-- Text passage follows --

====Misoprostol====
Misoprostol is an analogue of PGE_{1} and is a popular choice for PPH prophylaxis and treatment. Misoprostol is easily administered, considered safe, and is low-cost. The routes of administration include sublingual, oral, vaginal, and rectal, with greatest efficacy from sublingual and vaginal administration. Vaginally administered misoprostol had improved outcomes of inducing labor within twenty-four hours compared to oxytocin, but was associated with uterine hyperstimulation. Misoprostol is an agonist of EP_{1} and EP_{3} receptors, and can cause a greater stimulation at lower concentrations. At higher concentrations, the medication can suppress contractions.

====Carboprost====
Carboprost is an analogue of PGF_{2α} and contains oxytocic properties that permit a longer duration of action than the naturally occurring prostaglandins. The injectable prostaglandin is administered intramuscularly or intramyometrially, and is used in clinical practice. The drug is contraindicated in those with reactive airway diseases. Side effects of this medication include hypertension, hypotension, pulmonary hypertension, vomiting and diarrhea.

==== Other prostaglandin analogues ====
- Alprostadil is commonly known as PGE_{1} and is a naturally occurring prostaglandin and vasodilator. Alprostadil has not been added to the guidelines to treat PPH. The medication is not indicated for inducing labor, PPH, nor women, but for erectile dysfunction.
- Dinoprostone is commonly known as PGE_{2} and has the ability to stimulate both contractility and relaxation in the uterus during pregnancy. The area of action differs for each effect, contraction occurs in the upper uterine segment while relaxation occurs in the lower uterine segment. It is not as efficacious for inducing labor when compared to other prostaglandins.
-- Text passage concluded --
*Work instruction A*: Please quote the part of the passage on prostaglandin drugs that opens with the words containing "- Dinoprostone is" and closes with "to other prostaglandins.".
*Work instruction B*:
Answer these questions from the passage on prostaglandin drugs:
(i) Which two routes give misoprostol its greatest efficacy?
(ii) In whom is carboprost contraindicated?
(iii) In which uterine segment does dinoprostone cause relaxation?
The material that comes next is separate from the passage on prostaglandin drugs.
-- Listed entries follows --
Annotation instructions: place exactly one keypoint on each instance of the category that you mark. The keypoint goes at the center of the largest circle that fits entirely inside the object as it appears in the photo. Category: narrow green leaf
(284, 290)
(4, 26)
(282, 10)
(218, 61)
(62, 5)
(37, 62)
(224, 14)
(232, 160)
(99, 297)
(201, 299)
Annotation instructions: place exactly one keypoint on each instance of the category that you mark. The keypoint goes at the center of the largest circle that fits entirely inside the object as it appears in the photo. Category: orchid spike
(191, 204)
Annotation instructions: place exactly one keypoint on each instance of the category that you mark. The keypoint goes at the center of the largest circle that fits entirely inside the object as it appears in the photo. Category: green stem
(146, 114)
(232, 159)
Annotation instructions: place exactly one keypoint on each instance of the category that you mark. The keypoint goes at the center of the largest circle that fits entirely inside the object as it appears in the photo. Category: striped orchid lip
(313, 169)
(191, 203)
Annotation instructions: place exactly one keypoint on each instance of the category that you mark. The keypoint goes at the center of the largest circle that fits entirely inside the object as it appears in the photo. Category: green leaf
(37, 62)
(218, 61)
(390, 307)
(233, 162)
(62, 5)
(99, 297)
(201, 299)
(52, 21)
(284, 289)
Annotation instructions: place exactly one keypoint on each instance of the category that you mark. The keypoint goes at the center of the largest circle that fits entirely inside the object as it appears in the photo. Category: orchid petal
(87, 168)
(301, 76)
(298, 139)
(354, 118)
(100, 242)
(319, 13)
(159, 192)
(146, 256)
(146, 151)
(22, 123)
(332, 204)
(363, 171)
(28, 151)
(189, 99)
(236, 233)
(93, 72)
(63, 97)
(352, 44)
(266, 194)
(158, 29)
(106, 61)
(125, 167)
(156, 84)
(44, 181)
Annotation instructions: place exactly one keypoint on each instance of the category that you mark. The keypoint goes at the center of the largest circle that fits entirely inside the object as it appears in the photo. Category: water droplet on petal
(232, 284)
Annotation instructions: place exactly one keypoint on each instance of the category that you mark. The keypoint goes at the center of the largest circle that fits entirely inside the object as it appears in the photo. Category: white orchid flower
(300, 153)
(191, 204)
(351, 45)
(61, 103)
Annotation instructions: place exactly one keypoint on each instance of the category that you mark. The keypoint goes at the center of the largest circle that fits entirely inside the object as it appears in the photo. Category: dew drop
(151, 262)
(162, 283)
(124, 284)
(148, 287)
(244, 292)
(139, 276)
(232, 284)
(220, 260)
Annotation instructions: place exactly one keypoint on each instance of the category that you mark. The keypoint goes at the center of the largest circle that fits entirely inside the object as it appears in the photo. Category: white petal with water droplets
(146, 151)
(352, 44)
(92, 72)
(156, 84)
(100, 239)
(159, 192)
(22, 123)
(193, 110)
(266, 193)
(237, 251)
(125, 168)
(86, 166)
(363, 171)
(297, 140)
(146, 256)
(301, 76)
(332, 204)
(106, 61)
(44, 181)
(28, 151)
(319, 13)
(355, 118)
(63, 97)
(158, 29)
-- Listed entries concluded --
*Answer A*:
- Dinoprostone is commonly known as PGE_{2} and has the ability to stimulate both contractility and relaxation in the uterus during pregnancy. The area of action differs for each effect, contraction occurs in the upper uterine segment while relaxation occurs in the lower uterine segment. It is not as efficacious for inducing labor when compared to other prostaglandins.

*Answer B*:
(i) Sublingual and vaginal administration.
(ii) Those with reactive airway diseases.
(iii) The lower uterine segment.